◆ Rows from a dataset ◆
※ ※ ※
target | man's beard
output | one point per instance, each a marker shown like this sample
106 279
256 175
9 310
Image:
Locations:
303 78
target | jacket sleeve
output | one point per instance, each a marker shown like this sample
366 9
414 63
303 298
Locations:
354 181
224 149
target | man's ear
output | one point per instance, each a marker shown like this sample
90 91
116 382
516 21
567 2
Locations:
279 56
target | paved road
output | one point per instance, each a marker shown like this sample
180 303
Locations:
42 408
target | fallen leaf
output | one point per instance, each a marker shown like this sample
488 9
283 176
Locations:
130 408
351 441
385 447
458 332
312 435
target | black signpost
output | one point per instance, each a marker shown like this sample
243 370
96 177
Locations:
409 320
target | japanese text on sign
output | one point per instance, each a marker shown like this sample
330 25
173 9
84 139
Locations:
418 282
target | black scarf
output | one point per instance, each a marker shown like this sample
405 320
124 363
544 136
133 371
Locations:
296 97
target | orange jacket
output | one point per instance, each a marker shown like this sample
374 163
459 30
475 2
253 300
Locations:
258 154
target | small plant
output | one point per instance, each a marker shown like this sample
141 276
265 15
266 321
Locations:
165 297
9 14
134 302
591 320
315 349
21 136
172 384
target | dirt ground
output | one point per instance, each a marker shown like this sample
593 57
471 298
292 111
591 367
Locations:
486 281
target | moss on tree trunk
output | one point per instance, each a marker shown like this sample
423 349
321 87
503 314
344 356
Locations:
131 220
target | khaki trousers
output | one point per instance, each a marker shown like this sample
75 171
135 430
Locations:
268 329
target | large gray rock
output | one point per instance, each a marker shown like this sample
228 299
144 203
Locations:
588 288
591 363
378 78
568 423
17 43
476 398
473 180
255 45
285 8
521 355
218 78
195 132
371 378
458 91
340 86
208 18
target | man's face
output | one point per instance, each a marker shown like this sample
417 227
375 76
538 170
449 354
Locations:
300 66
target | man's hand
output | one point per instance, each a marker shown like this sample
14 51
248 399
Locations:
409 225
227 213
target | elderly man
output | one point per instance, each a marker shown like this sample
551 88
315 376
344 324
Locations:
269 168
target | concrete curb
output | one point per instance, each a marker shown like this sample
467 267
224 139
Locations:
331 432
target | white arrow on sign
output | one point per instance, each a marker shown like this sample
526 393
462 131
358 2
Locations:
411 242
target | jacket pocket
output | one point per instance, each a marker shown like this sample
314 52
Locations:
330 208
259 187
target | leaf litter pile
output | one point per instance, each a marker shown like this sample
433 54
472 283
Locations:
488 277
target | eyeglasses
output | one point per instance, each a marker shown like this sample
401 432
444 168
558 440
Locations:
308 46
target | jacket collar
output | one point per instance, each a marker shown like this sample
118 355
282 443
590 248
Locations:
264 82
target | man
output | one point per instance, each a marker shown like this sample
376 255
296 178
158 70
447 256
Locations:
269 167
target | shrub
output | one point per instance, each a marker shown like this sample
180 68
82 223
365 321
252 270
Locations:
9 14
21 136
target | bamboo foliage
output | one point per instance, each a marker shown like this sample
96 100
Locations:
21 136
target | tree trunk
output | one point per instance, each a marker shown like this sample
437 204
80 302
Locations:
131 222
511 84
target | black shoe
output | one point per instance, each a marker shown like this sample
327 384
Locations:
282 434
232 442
※ ※ ※
Extract all of the data above and output it character for character.

target | man's beard
output | one point per instance, each a marker shown like this sample
106 279
256 175
9 310
Image:
Locations:
303 78
target | jacket sleeve
output | one point per instance, each a marker shown like this sample
366 9
414 63
303 298
Locations:
354 181
224 149
target | man's ear
output | one point per instance, each a marker shown like this sample
90 91
116 382
516 21
567 2
Locations:
279 56
target | paved road
output | one point per instance, each a marker shown like this sample
180 303
Locations:
42 408
target | fallen leaf
output | one point per instance, each a marker shown like this sample
488 9
283 176
Locations:
130 408
351 441
385 447
458 332
312 435
target | black signpost
output | one point per instance, each a marker shown like this sample
243 370
96 177
Locations:
409 320
target | japanese text on sign
output | one point per instance, each a marker shown like this sample
330 25
173 9
84 139
Locations:
418 282
target | black scarf
output | one point per instance, each a marker shown like this sample
405 320
124 363
544 136
133 371
Locations:
296 97
target | orange jacket
output | one point per instance, each a marker shown like this sample
374 163
459 30
475 2
253 300
Locations:
258 154
target | small plant
output | one point per instance, each a marker shown like this sample
141 276
265 15
266 321
Locations:
165 297
9 14
134 302
591 320
315 349
21 136
172 384
target | dirt ground
output | one point per instance, each a marker shown like this sample
593 57
471 298
292 111
591 367
Locations:
486 281
target | moss on tree trunk
output | one point per instance, each a marker shown like this sample
423 349
321 87
503 314
344 356
Locations:
131 220
target | khaki trousers
output | one point per instance, each a marker shown like this sample
75 171
135 430
Locations:
268 329
target | large gray rock
output | one point per instance, each a marker shown like this sample
228 299
144 203
Locations:
588 288
591 363
378 78
568 423
17 43
476 398
473 180
255 45
285 8
521 355
218 78
195 132
371 378
458 91
340 86
208 18
target | man's face
output | one point per instance, each a marker shown like this sample
417 227
375 76
538 170
449 354
Locations:
300 66
target | man's hand
output | one point per instance, each a marker shown like this sample
14 51
248 399
Locations:
409 225
227 213
target | elderly man
output | one point per instance, each a marker shown like this sample
551 88
315 376
344 324
Locations:
269 168
target | concrete curb
output | one point per instance, each a marker shown like this sample
467 267
224 139
Locations:
331 432
target | white arrow on sign
output | one point per instance, each a marker shown like this sample
526 393
462 131
358 2
Locations:
411 242
target | jacket pocket
output | one point per instance, each a marker shown like this sample
314 52
Locations:
330 208
259 187
target | leaf litter pile
output | one point per instance, each a marker shown like this sample
433 54
472 283
Locations:
488 277
target | eyeglasses
output | one point per instance, each a marker shown like this sample
401 432
444 168
558 440
Locations:
308 46
target | jacket collar
output | one point per instance, each a marker shown like this sample
118 355
282 443
590 248
Locations:
264 82
target | man
output | one point per instance, each a marker shown like this sample
376 255
296 178
158 70
447 256
Locations:
269 167
target | shrub
output | one point per instance, each a marker shown like this sample
180 68
82 223
365 321
252 270
Locations:
9 14
21 136
target | bamboo foliage
output | one point per instance, each a marker shown like this sample
96 100
Locations:
21 136
target | tree trunk
output | one point per instance, each a marker shown like this sample
437 204
80 302
Locations:
131 222
511 84
target | black shoe
output | one point per instance, each a marker shown like this sample
327 384
Locations:
282 434
232 442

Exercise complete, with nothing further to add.